◆ REQUIRED ACTION
Return only that part of the material below which starts with the line containing "task | put a marker on each instance of the ceiling" and goes on through the line containing "task | put a marker on each instance of the overhead", restated exactly.

====

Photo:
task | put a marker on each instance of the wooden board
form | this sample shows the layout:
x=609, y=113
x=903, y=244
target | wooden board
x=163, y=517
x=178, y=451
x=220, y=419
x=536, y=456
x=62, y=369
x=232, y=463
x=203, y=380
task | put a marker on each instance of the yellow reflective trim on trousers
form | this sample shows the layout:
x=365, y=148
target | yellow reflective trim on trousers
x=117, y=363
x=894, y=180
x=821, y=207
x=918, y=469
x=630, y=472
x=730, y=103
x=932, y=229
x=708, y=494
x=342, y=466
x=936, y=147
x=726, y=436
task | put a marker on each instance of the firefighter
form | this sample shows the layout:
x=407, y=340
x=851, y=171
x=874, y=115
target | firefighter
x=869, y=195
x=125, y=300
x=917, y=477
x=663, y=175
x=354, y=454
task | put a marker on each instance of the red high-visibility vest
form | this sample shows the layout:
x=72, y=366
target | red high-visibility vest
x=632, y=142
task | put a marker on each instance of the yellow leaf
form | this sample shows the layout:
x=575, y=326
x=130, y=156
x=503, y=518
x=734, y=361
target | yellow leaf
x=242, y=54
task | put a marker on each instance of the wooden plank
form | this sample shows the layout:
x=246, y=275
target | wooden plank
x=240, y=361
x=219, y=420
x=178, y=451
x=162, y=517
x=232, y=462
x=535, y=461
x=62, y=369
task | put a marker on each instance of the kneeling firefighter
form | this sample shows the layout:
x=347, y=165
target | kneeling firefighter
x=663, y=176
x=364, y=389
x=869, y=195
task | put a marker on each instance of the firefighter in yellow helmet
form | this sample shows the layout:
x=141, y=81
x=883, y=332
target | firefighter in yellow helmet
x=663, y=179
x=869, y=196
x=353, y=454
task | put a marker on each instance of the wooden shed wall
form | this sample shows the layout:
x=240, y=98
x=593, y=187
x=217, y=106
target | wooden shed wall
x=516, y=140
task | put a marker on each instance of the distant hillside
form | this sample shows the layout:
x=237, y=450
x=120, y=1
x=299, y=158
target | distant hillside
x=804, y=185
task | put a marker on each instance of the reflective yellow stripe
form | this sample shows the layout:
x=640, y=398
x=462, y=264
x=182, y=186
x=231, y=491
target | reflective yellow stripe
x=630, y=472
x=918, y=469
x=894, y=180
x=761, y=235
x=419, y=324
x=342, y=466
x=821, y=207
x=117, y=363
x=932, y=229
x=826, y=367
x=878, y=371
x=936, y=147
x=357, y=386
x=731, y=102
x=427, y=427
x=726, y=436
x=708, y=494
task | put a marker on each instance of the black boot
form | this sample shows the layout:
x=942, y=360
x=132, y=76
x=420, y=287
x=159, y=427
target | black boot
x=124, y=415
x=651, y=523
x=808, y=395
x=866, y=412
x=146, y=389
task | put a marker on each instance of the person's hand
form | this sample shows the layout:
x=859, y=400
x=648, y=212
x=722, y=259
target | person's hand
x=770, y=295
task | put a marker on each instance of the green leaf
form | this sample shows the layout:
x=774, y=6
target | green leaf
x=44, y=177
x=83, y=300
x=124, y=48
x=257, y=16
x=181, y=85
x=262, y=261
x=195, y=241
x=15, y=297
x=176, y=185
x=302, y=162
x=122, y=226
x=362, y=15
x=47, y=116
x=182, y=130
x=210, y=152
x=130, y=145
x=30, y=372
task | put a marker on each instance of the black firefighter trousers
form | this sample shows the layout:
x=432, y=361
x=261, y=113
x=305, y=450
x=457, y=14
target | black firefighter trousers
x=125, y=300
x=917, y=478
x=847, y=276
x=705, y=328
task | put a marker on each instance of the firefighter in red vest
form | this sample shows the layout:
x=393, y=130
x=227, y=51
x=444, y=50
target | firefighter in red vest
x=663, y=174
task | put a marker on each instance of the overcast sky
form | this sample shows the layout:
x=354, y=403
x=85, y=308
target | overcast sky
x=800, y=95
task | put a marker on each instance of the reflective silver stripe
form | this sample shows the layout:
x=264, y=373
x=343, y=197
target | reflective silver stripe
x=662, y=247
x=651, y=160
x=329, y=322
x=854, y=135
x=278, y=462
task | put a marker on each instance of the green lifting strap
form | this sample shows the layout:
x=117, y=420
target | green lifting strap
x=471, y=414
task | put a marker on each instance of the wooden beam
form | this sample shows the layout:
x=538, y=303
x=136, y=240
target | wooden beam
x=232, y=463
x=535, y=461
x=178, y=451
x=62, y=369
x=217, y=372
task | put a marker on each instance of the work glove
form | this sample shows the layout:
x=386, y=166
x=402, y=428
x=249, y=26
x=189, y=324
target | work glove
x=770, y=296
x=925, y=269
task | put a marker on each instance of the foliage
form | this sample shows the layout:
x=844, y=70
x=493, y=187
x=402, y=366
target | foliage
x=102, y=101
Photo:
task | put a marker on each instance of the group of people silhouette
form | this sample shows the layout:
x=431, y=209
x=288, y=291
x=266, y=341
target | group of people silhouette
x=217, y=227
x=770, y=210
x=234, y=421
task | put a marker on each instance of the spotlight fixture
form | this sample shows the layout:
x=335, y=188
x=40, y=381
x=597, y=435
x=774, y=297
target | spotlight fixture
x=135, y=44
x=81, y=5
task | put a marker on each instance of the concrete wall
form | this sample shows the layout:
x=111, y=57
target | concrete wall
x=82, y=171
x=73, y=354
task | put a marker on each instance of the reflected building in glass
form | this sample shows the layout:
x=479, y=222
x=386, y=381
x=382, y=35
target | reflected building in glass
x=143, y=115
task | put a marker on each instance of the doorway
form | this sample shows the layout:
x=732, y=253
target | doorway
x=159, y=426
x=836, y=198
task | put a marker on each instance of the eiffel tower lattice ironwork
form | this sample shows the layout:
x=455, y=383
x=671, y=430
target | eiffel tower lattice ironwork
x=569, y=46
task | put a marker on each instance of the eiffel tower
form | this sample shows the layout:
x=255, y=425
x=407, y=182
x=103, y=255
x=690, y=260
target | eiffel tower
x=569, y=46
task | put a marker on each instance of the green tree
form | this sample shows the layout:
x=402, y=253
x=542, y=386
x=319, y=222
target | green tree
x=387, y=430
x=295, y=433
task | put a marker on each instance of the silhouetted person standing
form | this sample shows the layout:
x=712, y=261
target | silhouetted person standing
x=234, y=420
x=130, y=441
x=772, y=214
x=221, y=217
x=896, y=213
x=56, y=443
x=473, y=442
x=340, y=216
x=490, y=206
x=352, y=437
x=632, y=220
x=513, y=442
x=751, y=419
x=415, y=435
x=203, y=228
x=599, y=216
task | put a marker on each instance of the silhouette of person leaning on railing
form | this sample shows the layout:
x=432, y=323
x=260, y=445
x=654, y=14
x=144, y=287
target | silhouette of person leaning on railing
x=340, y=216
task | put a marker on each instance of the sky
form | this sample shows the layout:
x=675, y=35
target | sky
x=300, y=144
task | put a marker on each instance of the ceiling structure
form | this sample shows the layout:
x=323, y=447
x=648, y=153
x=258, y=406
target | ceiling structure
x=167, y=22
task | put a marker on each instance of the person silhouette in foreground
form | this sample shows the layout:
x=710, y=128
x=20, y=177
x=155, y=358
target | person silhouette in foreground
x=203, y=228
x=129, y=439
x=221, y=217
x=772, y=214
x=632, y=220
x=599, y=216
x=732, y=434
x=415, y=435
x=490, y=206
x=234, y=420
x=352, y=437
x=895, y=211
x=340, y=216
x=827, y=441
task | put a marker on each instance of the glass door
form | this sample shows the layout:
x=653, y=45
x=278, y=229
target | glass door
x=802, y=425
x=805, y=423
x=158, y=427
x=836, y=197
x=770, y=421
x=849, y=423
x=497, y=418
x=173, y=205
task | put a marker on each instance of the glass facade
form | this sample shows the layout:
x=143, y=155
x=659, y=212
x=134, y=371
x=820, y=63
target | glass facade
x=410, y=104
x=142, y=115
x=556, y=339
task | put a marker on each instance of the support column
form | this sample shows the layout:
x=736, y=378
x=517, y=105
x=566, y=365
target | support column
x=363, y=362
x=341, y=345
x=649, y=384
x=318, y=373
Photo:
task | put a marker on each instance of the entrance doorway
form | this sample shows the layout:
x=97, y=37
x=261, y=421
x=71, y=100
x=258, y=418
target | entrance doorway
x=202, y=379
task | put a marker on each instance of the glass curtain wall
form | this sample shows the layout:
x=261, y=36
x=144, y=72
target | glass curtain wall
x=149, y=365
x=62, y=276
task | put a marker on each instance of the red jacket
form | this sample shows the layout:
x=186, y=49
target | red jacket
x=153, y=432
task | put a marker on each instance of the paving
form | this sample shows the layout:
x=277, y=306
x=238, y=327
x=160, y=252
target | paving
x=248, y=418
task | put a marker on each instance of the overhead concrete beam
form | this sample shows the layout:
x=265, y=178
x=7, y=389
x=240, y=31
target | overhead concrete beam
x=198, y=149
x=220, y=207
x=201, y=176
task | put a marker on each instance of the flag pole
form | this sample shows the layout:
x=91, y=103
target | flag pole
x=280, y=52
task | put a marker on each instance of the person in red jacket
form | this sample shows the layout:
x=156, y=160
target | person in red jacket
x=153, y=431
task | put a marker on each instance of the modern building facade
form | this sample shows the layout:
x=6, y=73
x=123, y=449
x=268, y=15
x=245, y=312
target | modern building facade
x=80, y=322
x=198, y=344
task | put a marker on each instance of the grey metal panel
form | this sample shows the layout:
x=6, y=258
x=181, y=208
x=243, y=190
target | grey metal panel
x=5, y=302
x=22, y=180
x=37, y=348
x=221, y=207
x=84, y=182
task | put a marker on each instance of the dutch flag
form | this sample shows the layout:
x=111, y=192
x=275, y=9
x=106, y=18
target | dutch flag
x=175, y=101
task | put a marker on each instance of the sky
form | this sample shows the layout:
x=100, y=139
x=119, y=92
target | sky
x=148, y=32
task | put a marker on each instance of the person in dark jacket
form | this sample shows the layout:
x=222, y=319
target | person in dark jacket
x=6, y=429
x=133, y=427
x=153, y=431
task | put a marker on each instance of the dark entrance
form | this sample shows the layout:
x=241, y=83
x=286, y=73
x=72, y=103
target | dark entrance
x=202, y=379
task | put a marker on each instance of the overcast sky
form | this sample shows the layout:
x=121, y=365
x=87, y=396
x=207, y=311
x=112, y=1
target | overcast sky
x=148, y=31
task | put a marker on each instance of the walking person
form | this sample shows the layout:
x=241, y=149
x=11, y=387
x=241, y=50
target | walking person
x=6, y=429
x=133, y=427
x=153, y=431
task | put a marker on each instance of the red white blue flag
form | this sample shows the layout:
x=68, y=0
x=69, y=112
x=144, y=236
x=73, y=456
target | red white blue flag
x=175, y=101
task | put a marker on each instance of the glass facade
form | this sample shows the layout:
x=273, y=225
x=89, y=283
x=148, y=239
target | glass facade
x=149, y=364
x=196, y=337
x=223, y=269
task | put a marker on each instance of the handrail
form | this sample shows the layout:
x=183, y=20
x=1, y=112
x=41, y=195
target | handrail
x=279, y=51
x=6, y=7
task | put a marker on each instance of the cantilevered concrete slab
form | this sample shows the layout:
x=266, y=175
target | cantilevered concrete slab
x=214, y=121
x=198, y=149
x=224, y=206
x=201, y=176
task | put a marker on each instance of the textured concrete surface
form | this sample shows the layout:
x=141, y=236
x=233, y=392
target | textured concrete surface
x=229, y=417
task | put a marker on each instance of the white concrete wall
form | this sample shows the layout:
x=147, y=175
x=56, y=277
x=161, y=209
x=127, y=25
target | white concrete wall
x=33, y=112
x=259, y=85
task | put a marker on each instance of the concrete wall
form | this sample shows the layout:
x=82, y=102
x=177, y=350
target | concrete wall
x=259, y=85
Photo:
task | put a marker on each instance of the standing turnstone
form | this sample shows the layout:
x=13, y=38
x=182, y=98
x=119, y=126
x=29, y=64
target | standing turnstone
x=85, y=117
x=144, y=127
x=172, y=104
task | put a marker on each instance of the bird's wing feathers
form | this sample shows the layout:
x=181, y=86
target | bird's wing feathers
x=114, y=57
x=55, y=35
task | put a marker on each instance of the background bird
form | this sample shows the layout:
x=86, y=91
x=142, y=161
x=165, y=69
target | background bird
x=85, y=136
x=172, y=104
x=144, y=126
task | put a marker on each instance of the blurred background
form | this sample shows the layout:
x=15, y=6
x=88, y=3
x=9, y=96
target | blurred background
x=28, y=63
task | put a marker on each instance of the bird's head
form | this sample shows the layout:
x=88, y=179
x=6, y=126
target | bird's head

====

◆ ANSWER SPACE
task | put a marker on each instance of the ceiling structure
form | this sample shows the layout:
x=323, y=447
x=648, y=153
x=258, y=406
target | ceiling structure
x=167, y=22
task | put a marker on each instance of the person silhouette in foreground
form | this sample shows the layout:
x=710, y=128
x=20, y=177
x=155, y=358
target | person silhouette in foreground
x=203, y=228
x=129, y=439
x=221, y=217
x=772, y=214
x=632, y=220
x=599, y=216
x=732, y=434
x=415, y=435
x=490, y=206
x=234, y=420
x=352, y=437
x=895, y=211
x=340, y=216
x=827, y=441
task | put a marker on each instance of the glass door
form | this sample shows the layout:
x=653, y=45
x=278, y=229
target | glass door
x=802, y=425
x=805, y=423
x=158, y=427
x=836, y=197
x=770, y=421
x=849, y=423
x=497, y=418
x=173, y=205
task | put a marker on each instance of the glass facade
form | this sample shows the layout:
x=143, y=155
x=659, y=212
x=134, y=371
x=820, y=63
target | glass facade
x=410, y=104
x=142, y=115
x=556, y=339
task | put a marker on each instance of the support column
form | this sample shows the layout:
x=736, y=378
x=517, y=105
x=566, y=365
target | support column
x=363, y=362
x=341, y=345
x=649, y=384
x=318, y=373
Photo:
task | put a marker on each instance of the entrance doorway
form | this sample shows the layout:
x=97, y=37
x=261, y=421
x=71, y=100
x=258, y=418
target | entrance doorway
x=202, y=379
task | put a marker on each instance of the glass curtain wall
form | this sample shows the layout:
x=261, y=36
x=144, y=72
target | glass curtain wall
x=149, y=365
x=62, y=276
task | put a marker on each instance of the red jacket
form | this sample shows the layout:
x=186, y=49
target | red jacket
x=153, y=432
task | put a marker on each instance of the paving
form | this sample shows the layout:
x=277, y=306
x=238, y=327
x=160, y=252
target | paving
x=248, y=418
task | put a marker on each instance of the overhead concrete beam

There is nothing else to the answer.